_Problem statement_:
Working from the line that contains "Place one point per instance of the balcony" down to the last line below, repeat each line exactly.

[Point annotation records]

•••••

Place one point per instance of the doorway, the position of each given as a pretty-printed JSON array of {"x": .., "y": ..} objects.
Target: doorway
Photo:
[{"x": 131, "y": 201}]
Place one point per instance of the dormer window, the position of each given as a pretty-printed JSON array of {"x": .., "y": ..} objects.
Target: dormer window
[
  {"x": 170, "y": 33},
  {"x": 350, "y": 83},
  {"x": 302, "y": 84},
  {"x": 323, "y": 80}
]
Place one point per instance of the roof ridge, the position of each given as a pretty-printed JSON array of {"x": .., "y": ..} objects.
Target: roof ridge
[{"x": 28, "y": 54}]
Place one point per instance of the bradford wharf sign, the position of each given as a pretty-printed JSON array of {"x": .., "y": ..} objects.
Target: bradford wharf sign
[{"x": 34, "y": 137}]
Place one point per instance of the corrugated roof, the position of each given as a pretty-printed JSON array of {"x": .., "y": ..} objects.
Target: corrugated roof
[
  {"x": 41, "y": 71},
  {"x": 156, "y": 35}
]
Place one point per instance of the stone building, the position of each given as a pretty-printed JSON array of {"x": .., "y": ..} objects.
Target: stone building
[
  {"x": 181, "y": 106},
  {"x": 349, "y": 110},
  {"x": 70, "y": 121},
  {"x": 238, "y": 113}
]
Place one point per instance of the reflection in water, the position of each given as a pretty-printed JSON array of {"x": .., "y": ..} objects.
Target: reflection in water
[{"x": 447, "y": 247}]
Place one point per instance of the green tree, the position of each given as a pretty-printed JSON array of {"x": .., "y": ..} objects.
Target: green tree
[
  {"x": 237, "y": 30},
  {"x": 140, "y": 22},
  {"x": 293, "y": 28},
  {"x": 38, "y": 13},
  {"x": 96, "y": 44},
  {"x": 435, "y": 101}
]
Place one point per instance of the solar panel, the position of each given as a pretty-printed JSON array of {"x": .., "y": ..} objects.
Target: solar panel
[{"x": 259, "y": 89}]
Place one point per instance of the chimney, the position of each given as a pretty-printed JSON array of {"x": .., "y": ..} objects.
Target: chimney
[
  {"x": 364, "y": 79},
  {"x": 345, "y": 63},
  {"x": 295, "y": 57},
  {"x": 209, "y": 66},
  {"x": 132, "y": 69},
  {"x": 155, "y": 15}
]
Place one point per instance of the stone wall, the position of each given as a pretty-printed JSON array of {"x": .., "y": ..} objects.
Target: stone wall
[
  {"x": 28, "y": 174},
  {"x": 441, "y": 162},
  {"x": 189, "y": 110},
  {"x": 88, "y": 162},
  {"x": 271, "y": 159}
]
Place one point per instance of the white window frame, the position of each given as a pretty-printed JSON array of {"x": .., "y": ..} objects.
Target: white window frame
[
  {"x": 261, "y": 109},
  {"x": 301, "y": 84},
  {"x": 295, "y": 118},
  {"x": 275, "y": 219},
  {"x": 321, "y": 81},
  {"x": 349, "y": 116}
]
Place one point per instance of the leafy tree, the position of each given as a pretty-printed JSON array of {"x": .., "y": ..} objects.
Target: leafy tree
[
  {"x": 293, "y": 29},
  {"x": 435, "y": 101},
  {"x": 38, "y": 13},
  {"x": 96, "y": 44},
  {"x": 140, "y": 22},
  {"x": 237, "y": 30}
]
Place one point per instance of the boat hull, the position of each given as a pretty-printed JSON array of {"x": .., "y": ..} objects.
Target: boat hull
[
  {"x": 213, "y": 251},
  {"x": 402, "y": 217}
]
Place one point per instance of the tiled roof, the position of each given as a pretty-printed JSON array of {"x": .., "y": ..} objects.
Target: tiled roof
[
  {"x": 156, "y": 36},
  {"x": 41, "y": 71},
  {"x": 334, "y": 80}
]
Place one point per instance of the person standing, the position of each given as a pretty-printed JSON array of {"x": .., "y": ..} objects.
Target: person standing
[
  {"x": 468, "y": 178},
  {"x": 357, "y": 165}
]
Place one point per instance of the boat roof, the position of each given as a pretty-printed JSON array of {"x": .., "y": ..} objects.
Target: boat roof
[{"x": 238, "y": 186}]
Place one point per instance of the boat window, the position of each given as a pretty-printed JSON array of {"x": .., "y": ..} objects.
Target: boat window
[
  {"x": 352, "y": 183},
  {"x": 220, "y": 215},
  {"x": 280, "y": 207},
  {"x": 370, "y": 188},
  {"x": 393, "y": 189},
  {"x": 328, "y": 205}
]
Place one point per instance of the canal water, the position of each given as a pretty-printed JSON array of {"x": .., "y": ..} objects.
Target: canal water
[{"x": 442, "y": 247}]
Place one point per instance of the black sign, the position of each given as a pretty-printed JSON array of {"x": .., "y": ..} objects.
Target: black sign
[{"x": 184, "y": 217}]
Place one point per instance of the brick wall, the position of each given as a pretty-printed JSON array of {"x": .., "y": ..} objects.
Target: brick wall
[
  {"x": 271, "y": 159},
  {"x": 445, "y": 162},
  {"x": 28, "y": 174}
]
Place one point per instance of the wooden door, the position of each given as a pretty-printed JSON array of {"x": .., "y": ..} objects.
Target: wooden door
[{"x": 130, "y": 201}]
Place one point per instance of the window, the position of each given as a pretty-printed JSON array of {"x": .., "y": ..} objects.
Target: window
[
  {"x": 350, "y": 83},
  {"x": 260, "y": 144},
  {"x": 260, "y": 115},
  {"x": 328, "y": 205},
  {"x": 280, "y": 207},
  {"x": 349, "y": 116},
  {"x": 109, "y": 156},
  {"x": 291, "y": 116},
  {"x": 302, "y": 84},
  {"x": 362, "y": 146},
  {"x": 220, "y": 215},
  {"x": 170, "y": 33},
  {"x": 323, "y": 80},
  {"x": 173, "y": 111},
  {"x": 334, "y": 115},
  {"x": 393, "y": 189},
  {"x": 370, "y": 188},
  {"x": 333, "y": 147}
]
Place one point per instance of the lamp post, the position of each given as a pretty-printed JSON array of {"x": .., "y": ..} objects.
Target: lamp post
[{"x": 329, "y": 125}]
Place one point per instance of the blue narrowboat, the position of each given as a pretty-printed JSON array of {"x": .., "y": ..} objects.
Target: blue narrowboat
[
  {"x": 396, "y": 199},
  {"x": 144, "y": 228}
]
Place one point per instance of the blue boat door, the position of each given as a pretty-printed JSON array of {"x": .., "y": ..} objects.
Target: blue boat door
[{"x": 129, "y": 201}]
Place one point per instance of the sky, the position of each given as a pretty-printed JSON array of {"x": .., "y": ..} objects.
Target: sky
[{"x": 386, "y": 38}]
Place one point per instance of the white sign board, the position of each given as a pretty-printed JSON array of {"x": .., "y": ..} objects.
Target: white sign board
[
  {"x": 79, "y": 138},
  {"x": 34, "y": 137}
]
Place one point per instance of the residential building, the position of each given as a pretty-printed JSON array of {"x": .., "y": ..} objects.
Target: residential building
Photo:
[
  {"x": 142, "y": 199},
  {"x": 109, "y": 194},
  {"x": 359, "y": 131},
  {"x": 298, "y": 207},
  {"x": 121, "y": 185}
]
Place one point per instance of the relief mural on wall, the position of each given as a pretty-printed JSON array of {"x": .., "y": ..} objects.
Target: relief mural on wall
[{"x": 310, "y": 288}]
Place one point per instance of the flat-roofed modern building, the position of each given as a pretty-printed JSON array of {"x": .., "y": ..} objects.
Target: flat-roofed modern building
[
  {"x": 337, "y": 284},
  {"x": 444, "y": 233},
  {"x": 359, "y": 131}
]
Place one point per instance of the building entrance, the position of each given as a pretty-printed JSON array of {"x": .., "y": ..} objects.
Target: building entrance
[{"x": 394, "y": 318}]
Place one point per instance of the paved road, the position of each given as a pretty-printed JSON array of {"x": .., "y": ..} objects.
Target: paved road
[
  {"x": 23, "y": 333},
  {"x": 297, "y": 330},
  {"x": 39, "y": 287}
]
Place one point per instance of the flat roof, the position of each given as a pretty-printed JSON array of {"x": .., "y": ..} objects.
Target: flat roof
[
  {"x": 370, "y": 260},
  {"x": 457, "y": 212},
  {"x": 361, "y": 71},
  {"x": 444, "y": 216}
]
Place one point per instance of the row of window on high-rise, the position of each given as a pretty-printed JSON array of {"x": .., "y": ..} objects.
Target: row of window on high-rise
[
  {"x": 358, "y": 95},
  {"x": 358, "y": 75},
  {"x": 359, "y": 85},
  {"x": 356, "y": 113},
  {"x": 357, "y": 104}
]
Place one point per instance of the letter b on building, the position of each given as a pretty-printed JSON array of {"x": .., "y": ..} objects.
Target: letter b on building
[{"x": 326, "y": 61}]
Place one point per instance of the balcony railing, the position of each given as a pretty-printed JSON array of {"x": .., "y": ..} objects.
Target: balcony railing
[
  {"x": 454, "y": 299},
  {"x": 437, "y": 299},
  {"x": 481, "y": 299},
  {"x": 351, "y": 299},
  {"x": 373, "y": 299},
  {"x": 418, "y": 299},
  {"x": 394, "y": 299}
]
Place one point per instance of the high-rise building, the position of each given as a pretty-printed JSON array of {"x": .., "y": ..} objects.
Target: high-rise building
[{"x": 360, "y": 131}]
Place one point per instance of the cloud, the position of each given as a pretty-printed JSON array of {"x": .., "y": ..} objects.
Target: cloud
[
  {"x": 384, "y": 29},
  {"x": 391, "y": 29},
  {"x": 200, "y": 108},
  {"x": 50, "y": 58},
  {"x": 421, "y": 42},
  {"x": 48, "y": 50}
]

•••••

_Response to the task_:
Place one point per instance of the balcony railing, the position of each given as a pretty-printed JSON array of {"x": .., "y": ..} objects.
Target: balcony railing
[
  {"x": 454, "y": 299},
  {"x": 437, "y": 299},
  {"x": 481, "y": 299},
  {"x": 351, "y": 299},
  {"x": 373, "y": 299},
  {"x": 418, "y": 299},
  {"x": 394, "y": 299}
]
Place one point per instance of the high-rise building, the position of each given as a pretty-printed JSON array of {"x": .., "y": ..} objects.
Target: high-rise building
[{"x": 360, "y": 131}]
Place one point per instance of the cloud, the position of each given as a pretty-printed JSON array of {"x": .., "y": ..} objects.
Target: cloud
[
  {"x": 384, "y": 29},
  {"x": 391, "y": 29},
  {"x": 200, "y": 108},
  {"x": 50, "y": 58},
  {"x": 421, "y": 42},
  {"x": 48, "y": 50}
]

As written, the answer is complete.